*Objective*
Present the data below as a numbered list without any blank lines, and omit the pictures from your answer.

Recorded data
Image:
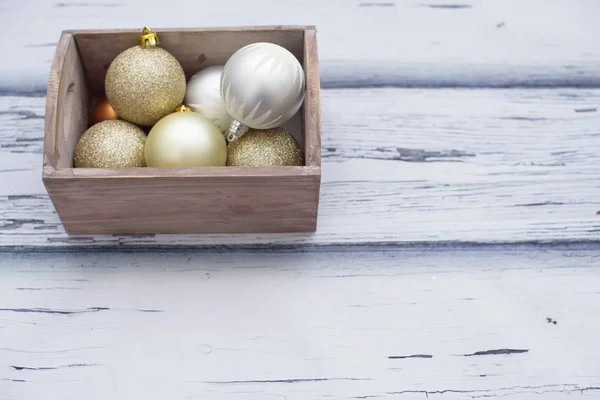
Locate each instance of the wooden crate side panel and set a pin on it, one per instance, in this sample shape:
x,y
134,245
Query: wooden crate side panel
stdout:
x,y
312,105
68,115
186,204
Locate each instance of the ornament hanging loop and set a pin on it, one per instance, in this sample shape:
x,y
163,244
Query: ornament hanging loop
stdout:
x,y
183,108
149,38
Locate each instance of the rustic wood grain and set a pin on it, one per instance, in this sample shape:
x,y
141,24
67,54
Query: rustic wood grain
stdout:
x,y
172,201
399,165
493,43
68,112
130,204
312,107
470,323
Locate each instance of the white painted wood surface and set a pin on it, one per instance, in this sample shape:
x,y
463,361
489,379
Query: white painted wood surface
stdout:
x,y
301,326
386,300
399,165
361,42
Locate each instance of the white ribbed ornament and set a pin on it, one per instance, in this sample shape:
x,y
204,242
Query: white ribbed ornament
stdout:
x,y
263,86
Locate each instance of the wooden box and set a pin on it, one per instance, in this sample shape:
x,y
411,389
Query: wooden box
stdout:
x,y
176,200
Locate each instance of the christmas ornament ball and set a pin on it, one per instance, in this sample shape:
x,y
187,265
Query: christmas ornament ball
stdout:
x,y
144,84
185,139
262,85
111,144
203,95
271,147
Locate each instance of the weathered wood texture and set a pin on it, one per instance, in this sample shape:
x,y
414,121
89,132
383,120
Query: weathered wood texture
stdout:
x,y
362,43
151,200
415,324
399,165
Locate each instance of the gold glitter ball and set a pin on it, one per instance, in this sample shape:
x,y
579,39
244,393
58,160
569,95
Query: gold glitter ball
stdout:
x,y
111,144
145,84
269,147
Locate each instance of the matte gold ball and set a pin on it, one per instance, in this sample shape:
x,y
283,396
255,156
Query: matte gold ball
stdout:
x,y
111,144
270,147
145,84
185,139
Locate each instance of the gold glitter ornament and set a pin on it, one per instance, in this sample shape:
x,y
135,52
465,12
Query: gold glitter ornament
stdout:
x,y
185,139
270,147
145,83
111,144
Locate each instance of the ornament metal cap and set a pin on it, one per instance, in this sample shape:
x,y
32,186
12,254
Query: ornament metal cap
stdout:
x,y
149,38
236,130
183,108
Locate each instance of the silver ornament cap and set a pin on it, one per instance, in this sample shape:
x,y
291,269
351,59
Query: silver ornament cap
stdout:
x,y
263,86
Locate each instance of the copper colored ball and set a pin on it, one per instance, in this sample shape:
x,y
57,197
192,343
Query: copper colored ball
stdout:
x,y
102,111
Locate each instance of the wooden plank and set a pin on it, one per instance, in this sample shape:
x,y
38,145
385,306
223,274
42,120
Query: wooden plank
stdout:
x,y
399,166
362,43
421,323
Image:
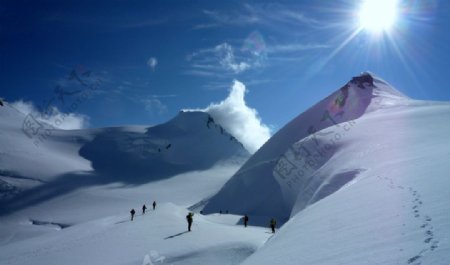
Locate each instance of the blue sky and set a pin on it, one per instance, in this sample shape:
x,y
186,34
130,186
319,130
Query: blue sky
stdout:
x,y
154,58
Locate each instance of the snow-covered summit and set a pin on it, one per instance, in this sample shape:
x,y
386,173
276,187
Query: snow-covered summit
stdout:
x,y
292,170
35,157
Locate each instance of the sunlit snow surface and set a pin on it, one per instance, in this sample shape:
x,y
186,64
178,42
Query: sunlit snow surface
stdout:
x,y
377,195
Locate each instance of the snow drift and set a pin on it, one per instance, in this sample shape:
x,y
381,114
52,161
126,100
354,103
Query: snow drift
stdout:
x,y
39,162
292,170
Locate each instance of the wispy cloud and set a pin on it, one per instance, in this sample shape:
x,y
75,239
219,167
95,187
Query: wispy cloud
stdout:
x,y
264,14
239,119
295,47
152,62
221,59
144,23
154,105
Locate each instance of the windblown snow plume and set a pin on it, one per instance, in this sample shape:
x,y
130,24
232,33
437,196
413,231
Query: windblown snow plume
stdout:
x,y
54,117
240,120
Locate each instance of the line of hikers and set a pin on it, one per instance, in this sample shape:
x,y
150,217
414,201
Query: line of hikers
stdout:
x,y
133,212
190,218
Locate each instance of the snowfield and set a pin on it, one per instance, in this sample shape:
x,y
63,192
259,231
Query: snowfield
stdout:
x,y
362,177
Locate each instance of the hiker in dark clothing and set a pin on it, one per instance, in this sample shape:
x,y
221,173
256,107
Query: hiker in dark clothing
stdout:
x,y
245,220
273,224
190,219
132,214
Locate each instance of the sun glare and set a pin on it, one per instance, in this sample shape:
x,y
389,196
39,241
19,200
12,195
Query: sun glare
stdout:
x,y
378,15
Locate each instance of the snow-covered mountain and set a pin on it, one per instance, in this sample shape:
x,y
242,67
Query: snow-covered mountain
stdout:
x,y
38,161
362,177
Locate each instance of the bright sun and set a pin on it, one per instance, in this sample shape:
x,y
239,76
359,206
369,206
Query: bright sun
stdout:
x,y
378,15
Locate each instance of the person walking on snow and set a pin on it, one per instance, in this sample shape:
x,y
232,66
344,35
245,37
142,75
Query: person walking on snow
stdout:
x,y
190,219
132,214
273,224
245,220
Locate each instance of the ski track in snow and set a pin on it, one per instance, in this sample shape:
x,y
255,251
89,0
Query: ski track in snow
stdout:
x,y
430,243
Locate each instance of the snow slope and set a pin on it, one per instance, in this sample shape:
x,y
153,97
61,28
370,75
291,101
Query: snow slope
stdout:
x,y
360,178
70,193
367,186
38,163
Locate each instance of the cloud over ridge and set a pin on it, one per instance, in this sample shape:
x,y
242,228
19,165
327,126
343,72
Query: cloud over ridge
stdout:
x,y
240,120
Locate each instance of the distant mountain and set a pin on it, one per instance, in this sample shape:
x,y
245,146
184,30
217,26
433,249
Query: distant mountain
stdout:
x,y
39,162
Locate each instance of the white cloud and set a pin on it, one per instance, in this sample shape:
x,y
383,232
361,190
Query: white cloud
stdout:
x,y
154,105
54,117
228,60
221,59
240,120
152,62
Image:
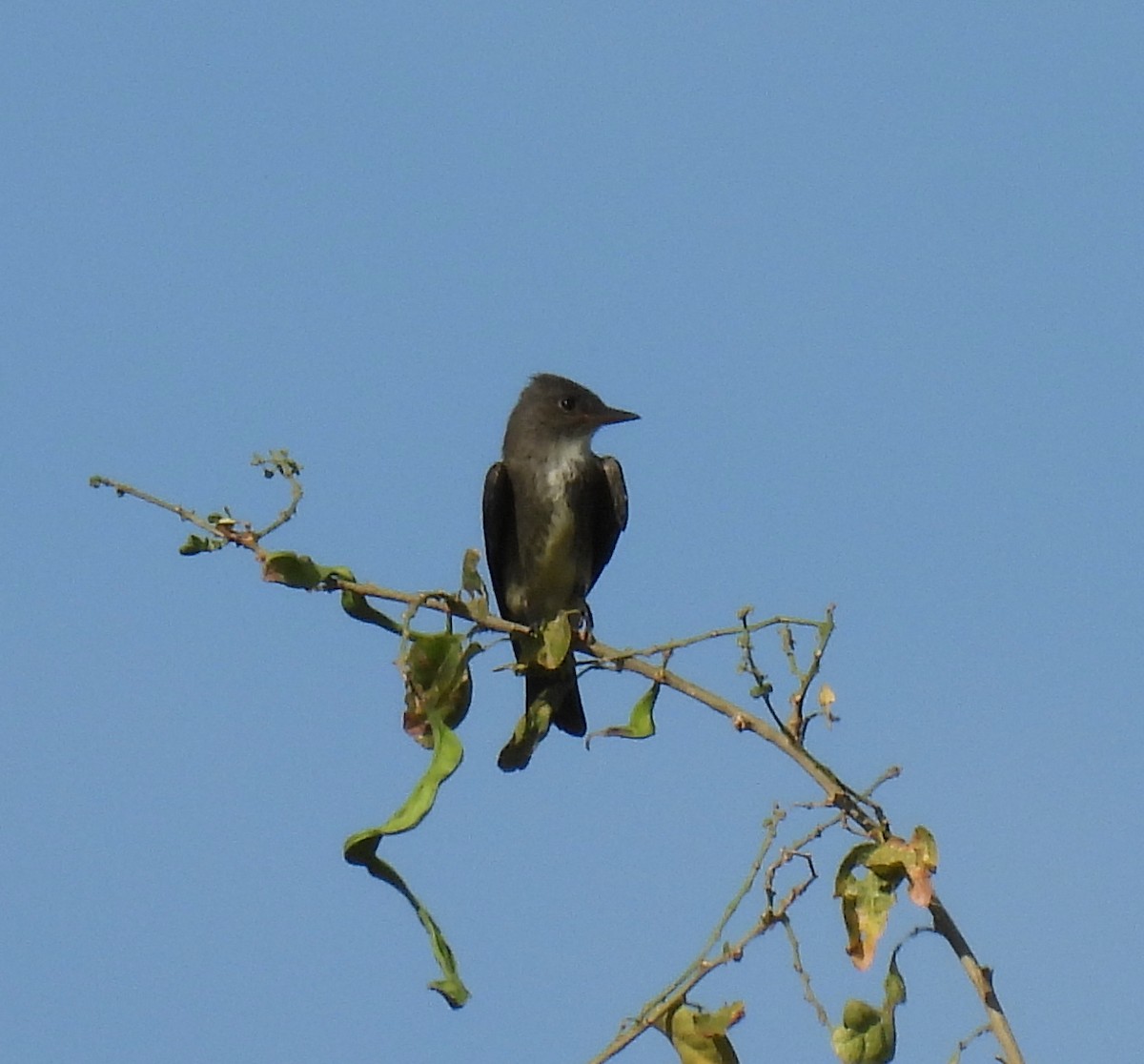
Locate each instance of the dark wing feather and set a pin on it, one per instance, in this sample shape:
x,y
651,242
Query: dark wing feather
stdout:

*Answer to the exercise*
1. Image:
2. Locate each instance of the wooden crate side panel and set a pin on it, one per instance, in this sample shape:
3. x,y
4. 134,245
5. Query: wooden crate side panel
6. stdout:
7. x,y
8. 312,105
9. 68,115
10. 186,204
11. Locate each instance of the ornament hanging loop and set a pin on it, one per instance, in this sample shape:
12. x,y
13. 163,244
14. Query: ornament hanging loop
15. stdout:
16. x,y
17. 183,108
18. 149,38
19. Locate each instance of the rustic wood grain and set a pin on it, one per instance, in this sample shape:
20. x,y
21. 141,24
22. 67,54
23. Query: rustic wood grain
24. stdout:
25. x,y
26. 172,201
27. 399,165
28. 493,43
29. 68,112
30. 130,204
31. 312,107
32. 470,323
33. Locate each instance of the white painted wood surface and set a pin on it, one per instance, in this sample shape:
34. x,y
35. 463,361
36. 489,379
37. Query: white painted wood surface
38. stdout:
39. x,y
40. 301,326
41. 386,300
42. 399,165
43. 361,42
44. Locate each instance of the white ribbed ornament and set a pin on it, one per instance, in this sample shape:
45. x,y
46. 204,242
47. Query: white ribbed ornament
48. stdout:
49. x,y
50. 263,86
51. Locate each instance of the wooden box and set a pin on it, one per instance, in this sample shape:
52. x,y
53. 411,389
54. Query: wooden box
55. stdout:
56. x,y
57. 176,200
58. Locate each instance of the christmas ornament ball and set a pin on it, one per instance, in this sample shape:
59. x,y
60. 187,265
61. Query: christmas ornament ball
62. stdout:
63. x,y
64. 144,84
65. 185,139
66. 262,85
67. 111,144
68. 203,95
69. 271,147
70. Locate each instance of the weathered wood texture and set a pin on it, one per instance, in this sample shape:
71. x,y
72. 414,121
73. 89,132
74. 383,120
75. Query: weathered wood texture
76. stdout:
77. x,y
78. 362,43
79. 151,200
80. 415,324
81. 399,165
82. Locate each instance of the gold glitter ball and set a pin on it, one per instance, in this sample shape:
83. x,y
84. 579,39
85. 244,393
86. 58,160
87. 569,95
88. Query: gold glitter ball
89. stdout:
90. x,y
91. 111,144
92. 145,84
93. 269,147
94. Locate each instance of the matte gold ball and set a pin on it, one per instance, in this sample shape:
95. x,y
96. 283,396
97. 255,156
98. Query: matte gold ball
99. stdout:
100. x,y
101. 111,144
102. 270,147
103. 145,84
104. 185,139
105. Locate each instance of the gold glitter ornament and set a pin on it, one per instance, in this sample shape:
106. x,y
107. 135,52
108. 465,12
109. Query: gold glitter ornament
110. stdout:
111. x,y
112. 185,139
113. 270,147
114. 145,83
115. 111,144
116. Locate each instance of the ornament metal cap and set a pin on it, one per instance, in this sample shape:
117. x,y
118. 32,186
119. 12,254
120. Query: ornament metal cap
121. stdout:
122. x,y
123. 149,38
124. 236,130
125. 183,108
126. Locate each instance of the silver ornament cap and set a pin on it, one per instance, in this sample shape:
127. x,y
128. 291,269
129. 351,59
130. Query: silver ornament cap
131. stdout:
132. x,y
133. 263,86
134. Locate each instance of the copper colored ball and set a pin on it, one per instance, in this sample shape:
135. x,y
136. 57,197
137. 192,343
138. Query: copper colored ball
139. stdout:
140. x,y
141. 102,111
142. Locate each instance of the wooden plank and set a pin on it, one per instance, in this sample shape:
143. x,y
144. 38,145
145. 385,306
146. 223,274
147. 42,120
148. Query: wooden plank
149. stdout:
150. x,y
151. 399,166
152. 362,43
153. 421,323
154. Image:
155. Locate each instance of the blue sky and set a pin on it, one per instance, in this sample shape:
156. x,y
157. 186,34
158. 130,186
159. 319,130
160. Query: blue sky
161. stdout:
162. x,y
163. 154,58
164. Locate each instance of the snow-covered summit and set a pin on it, one per instance, in this sample shape:
165. x,y
166. 386,173
167. 276,187
168. Query: snow-covered summit
169. stdout:
170. x,y
171. 292,170
172. 35,157
173. Locate each instance of the sunlit snow surface and set a pin on it, one per instance, in this sample shape:
174. x,y
175. 186,64
176. 178,42
177. Query: sunlit snow surface
178. stdout:
179. x,y
180. 377,195
181. Locate each instance of the snow drift and set a pin on it, one per instance, in this sample shape:
182. x,y
183. 381,114
184. 52,161
185. 126,100
186. 354,103
187. Query: snow drift
188. stdout:
189. x,y
190. 39,162
191. 292,170
192. Locate each instance of the wispy cloud and set a pin on it, one per instance, in this sample shape:
193. x,y
194. 75,239
195. 219,167
196. 95,187
197. Query: wispy cloud
198. stdout:
199. x,y
200. 264,14
201. 239,119
202. 295,47
203. 152,62
204. 221,59
205. 144,23
206. 154,105
207. Locate each instance of the windblown snow plume and set a pin on it, one per instance, in this sample shape:
208. x,y
209. 130,24
210. 232,33
211. 437,196
212. 413,231
213. Query: windblown snow plume
214. stdout:
215. x,y
216. 54,117
217. 240,120
218. Locate each instance of the line of hikers and set a pin on it, one per instance, in this sample shape:
219. x,y
220. 150,217
221. 414,201
222. Query: line of hikers
223. stdout:
224. x,y
225. 133,212
226. 190,218
227. Locate each instance of the snowfield and set a pin on it, one per instance, in this sample shape:
228. x,y
229. 63,192
230. 259,231
231. Query: snowfield
232. stdout:
233. x,y
234. 362,177
235. Locate each instance of the hiker in dark clothing and set a pin on it, one per instance, in this sample shape:
236. x,y
237. 221,173
238. 256,107
239. Query: hiker in dark clothing
240. stdout:
241. x,y
242. 245,220
243. 273,224
244. 190,219
245. 132,214
246. Locate each instance of the sun glare and set a pin on it, one per instance, in this sample shape:
247. x,y
248. 389,196
249. 39,241
250. 19,200
251. 12,195
252. Query: sun glare
253. stdout:
254. x,y
255. 378,15
256. Locate each instance of the snow-covered mountain and set a pin on it, one per instance, in this sample shape:
257. x,y
258. 242,67
259. Query: snow-covered mountain
260. stdout:
261. x,y
262. 38,161
263. 362,177
264. Locate each instance of the bright sun and set a pin on it, one per instance, in this sample shape:
265. x,y
266. 239,76
267. 359,206
268. 369,206
269. Query: bright sun
270. stdout:
271. x,y
272. 378,15
273. Locate each instance of the person walking on snow and set a pin on it, one per instance, in this sample shape:
274. x,y
275. 232,66
276. 344,35
277. 245,37
278. 142,75
279. Query: person walking on snow
280. stdout:
281. x,y
282. 190,219
283. 132,214
284. 273,224
285. 245,220
286. Locate each instance of the ski track in snow and set a pin on it, one per instance, in this sample shape:
287. x,y
288. 255,251
289. 89,0
290. Query: ski track in snow
291. stdout:
292. x,y
293. 430,243
294. Locate each instance of the snow slope and set a pin on it, one per instance, in this sample shape:
295. x,y
296. 153,97
297. 61,28
298. 370,75
299. 291,101
300. Query: snow slope
301. stdout:
302. x,y
303. 360,178
304. 70,193
305. 367,186
306. 38,163
307. Locate each instance of the cloud over ridge and set a pin on it, one per instance, in this sample shape:
308. x,y
309. 242,228
310. 19,165
311. 327,126
312. 343,72
313. Query: cloud over ridge
314. stdout:
315. x,y
316. 240,120
317. Locate each instance of the distant mountain and set a pin on it, one per instance, in this sample shape:
318. x,y
319. 245,146
320. 184,30
321. 217,26
322. 433,249
323. Query: distant mountain
324. stdout:
325. x,y
326. 39,162
327. Locate each instance of the white cloud and set a pin on it, one per instance, in this sample shape:
328. x,y
329. 383,232
330. 361,190
331. Query: white cloud
332. stdout:
333. x,y
334. 154,105
335. 54,117
336. 228,60
337. 221,59
338. 240,120
339. 152,62
340. Image:
341. Locate each instance of the dark wing feather and set a pin on it, one per instance, in this sample shape:
342. x,y
343. 651,242
344. Query: dark wing feather
345. stdout:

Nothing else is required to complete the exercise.